### Extrait présenté
Le président Trump a évoqué la possibilité d’apporter des « modifications mineures » à l’ALENA et à d’autres accords commerciaux. Mais de tels changements aideraient-ils vraiment le secteur automobile américain à passer à la vitesse supérieure, ou le conduiraient-il plutôt vers une pente glissante avec à la clé des hausses de prix, des pertes d’emplois et des fabricants mécontents?

Tout comme les échanges mondiaux, la réponse à cette question est complexe. Avec la chaîne d’approvisionnement mondiale actuelle, des pièces parcourent parfois des milliers de kilomètres et traversent plusieurs frontières avant d’être assemblées en un produit fini, vendu aux consommateurs à un prix abordable.

Cette intégration caractérise aussi particulièrement la relation de longue date entre les secteurs automobiles américain et canadien.

En moyenne, près de la moitié des pièces d’un véhicule automobile construit au Canada et ensuite expédié aux États‐Unis sont de fabrication américaine. Ainsi, chaque fois qu’un Américain achète un véhicule automobile canadien, il fait rouler l’économie des États‐Unis et stimule l’emploi dans son pays.

### Consignes et exigences
Réécrivez la partie de l’extrait sur le commerce automobile qui s’ouvre sur les mots « Tout comme les » et se termine par « un prix abordable. ». Remplacez-y « milliers » par « centaines ».

### Extraits des entrées
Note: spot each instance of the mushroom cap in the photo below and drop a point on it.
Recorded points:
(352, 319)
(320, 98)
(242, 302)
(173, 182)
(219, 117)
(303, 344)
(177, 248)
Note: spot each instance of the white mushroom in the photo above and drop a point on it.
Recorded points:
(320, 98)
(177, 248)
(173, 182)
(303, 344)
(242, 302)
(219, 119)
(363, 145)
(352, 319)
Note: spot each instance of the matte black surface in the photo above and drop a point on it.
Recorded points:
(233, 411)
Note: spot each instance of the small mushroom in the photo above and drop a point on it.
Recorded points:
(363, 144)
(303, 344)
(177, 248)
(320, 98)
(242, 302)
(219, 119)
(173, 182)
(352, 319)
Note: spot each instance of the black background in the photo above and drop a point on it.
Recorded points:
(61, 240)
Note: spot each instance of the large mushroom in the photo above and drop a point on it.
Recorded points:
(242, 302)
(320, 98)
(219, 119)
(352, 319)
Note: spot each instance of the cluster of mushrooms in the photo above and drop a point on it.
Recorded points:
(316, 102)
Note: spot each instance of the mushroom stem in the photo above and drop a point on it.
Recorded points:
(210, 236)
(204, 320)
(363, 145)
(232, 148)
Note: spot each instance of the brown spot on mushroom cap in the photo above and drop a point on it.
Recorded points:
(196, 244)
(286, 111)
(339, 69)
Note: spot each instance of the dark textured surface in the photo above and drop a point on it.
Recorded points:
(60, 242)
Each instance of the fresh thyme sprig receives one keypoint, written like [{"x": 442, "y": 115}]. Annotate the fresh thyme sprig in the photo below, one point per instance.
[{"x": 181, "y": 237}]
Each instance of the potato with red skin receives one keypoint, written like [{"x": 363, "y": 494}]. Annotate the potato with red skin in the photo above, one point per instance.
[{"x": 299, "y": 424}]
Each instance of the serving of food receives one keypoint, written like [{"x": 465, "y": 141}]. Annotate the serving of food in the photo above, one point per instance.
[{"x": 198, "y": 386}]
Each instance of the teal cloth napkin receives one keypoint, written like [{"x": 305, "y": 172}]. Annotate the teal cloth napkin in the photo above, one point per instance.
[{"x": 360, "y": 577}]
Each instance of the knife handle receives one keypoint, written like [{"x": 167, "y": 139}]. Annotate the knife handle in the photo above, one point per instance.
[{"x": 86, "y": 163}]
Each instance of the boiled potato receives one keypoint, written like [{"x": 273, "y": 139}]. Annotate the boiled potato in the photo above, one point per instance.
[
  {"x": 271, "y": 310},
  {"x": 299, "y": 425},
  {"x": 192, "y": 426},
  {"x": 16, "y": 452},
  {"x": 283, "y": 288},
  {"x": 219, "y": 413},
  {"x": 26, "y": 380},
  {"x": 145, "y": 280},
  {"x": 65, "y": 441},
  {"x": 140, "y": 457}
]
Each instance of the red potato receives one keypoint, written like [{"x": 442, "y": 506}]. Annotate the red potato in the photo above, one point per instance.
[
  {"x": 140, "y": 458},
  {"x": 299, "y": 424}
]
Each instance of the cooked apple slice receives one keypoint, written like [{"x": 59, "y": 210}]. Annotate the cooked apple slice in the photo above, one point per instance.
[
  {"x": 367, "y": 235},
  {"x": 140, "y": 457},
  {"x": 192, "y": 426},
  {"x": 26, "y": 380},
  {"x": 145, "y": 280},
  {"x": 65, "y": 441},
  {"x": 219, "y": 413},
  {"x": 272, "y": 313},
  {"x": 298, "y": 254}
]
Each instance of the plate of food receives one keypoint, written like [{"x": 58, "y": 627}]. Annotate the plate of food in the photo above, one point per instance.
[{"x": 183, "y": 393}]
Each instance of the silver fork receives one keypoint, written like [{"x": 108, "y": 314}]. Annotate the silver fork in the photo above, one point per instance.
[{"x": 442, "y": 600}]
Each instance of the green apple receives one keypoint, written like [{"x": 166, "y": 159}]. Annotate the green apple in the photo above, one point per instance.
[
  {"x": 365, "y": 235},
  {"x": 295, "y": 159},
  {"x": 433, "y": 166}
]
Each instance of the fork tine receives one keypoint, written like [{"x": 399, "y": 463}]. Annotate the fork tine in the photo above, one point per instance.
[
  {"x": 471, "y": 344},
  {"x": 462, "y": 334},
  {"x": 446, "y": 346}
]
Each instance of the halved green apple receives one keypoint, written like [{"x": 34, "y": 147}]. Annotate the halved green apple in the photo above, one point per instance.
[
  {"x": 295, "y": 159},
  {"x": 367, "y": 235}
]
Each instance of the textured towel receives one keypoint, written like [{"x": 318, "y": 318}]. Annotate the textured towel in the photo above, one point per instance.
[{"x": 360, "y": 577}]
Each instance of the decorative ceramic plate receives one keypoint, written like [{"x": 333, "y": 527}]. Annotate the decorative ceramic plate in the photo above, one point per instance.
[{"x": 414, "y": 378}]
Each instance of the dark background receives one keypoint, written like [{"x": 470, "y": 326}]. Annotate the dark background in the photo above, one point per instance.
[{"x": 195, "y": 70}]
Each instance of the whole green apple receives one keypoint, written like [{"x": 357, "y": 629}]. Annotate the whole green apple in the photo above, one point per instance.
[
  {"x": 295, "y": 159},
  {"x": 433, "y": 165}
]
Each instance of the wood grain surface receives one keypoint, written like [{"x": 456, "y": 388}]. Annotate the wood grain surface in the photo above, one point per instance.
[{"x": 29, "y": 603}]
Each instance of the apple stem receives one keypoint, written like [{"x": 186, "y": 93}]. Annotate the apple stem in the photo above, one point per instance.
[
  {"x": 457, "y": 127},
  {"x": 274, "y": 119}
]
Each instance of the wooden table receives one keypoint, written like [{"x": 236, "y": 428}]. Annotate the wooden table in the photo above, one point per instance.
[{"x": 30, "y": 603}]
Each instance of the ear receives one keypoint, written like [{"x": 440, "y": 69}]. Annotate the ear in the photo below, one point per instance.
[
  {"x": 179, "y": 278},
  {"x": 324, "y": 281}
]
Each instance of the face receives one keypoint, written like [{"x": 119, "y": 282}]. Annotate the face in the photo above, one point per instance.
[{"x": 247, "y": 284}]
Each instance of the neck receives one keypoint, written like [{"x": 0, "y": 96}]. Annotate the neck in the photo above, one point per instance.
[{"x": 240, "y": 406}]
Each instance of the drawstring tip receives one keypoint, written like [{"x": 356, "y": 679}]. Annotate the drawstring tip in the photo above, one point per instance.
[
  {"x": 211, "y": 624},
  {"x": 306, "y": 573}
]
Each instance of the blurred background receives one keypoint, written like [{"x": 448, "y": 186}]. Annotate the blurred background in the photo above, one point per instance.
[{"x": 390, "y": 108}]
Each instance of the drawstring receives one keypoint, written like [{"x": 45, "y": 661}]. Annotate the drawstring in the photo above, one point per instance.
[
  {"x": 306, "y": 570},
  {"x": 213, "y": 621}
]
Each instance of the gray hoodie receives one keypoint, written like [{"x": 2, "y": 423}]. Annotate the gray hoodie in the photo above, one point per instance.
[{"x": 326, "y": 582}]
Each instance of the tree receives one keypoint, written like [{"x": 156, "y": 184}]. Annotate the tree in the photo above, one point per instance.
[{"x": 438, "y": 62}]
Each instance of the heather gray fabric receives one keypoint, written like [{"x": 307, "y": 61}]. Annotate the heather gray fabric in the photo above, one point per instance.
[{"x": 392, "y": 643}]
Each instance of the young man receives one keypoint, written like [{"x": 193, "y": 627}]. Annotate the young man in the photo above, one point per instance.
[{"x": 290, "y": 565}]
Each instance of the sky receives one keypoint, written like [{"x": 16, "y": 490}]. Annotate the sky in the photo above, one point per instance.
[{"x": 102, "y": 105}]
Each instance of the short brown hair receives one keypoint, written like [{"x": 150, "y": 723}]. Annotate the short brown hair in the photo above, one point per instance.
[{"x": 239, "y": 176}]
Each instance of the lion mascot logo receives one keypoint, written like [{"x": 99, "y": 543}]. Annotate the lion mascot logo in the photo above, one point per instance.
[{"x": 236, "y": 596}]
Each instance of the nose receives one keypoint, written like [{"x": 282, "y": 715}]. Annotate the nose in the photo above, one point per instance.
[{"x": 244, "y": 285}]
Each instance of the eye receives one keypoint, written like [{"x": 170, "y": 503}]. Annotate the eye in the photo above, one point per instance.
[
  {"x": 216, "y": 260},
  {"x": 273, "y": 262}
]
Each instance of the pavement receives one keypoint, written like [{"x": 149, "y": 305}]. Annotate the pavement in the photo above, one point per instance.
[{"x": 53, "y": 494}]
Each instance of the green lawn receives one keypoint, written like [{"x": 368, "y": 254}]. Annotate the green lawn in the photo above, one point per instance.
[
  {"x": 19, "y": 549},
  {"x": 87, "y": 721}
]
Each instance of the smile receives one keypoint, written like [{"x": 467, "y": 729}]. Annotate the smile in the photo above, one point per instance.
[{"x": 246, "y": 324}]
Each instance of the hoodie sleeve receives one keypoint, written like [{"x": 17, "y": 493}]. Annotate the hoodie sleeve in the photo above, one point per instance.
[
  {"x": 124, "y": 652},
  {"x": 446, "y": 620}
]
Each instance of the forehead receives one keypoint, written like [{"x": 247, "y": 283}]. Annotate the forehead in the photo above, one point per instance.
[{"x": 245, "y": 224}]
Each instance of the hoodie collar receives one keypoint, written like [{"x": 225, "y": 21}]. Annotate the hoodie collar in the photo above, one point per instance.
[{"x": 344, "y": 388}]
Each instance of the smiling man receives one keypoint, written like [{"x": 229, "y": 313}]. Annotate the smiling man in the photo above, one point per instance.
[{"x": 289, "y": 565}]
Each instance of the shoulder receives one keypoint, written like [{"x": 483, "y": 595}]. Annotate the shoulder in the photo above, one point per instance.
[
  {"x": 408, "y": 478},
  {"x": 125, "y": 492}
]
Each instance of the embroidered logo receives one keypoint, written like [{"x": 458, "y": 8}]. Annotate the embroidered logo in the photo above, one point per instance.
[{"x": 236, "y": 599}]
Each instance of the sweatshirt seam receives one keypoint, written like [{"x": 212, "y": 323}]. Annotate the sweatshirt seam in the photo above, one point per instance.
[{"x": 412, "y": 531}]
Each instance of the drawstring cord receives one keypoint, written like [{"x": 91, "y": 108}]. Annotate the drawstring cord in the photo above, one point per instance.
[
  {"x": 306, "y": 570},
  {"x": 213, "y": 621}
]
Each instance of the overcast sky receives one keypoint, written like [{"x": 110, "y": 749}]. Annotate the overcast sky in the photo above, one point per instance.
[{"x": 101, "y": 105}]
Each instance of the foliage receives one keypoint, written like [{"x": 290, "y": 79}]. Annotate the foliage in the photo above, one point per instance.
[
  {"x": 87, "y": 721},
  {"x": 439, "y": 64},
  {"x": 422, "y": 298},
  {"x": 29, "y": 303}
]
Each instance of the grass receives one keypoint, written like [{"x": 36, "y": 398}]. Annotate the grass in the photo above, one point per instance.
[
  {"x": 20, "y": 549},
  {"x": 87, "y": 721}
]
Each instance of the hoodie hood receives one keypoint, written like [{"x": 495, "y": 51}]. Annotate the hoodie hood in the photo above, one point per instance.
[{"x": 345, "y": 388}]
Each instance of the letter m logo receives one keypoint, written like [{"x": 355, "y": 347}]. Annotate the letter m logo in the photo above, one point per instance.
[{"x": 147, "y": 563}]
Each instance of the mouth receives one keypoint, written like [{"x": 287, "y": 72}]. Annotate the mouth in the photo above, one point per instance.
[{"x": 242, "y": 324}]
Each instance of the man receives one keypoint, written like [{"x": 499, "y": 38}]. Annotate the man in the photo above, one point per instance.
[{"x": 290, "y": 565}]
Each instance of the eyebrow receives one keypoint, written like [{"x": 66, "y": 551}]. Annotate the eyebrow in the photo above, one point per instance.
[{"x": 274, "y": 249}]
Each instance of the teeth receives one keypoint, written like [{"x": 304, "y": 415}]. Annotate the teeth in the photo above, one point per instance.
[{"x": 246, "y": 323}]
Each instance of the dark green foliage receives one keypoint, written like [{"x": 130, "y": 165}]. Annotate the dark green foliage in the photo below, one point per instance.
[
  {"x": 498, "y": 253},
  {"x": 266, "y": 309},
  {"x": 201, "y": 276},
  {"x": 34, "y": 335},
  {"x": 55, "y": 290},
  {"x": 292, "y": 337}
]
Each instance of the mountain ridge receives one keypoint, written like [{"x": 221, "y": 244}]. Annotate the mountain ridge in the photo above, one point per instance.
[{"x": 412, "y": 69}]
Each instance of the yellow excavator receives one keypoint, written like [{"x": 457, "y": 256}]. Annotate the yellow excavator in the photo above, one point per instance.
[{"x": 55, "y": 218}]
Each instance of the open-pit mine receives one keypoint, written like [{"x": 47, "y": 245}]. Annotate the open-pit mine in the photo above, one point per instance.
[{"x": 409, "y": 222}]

### Réponse complète
Tout comme les échanges mondiaux, la réponse à cette question est complexe. Avec la chaîne d’approvisionnement mondiale actuelle, des pièces parcourent parfois des centaines de kilomètres et traversent plusieurs frontières avant d’être assemblées en un produit fini, vendu aux consommateurs à un prix abordable.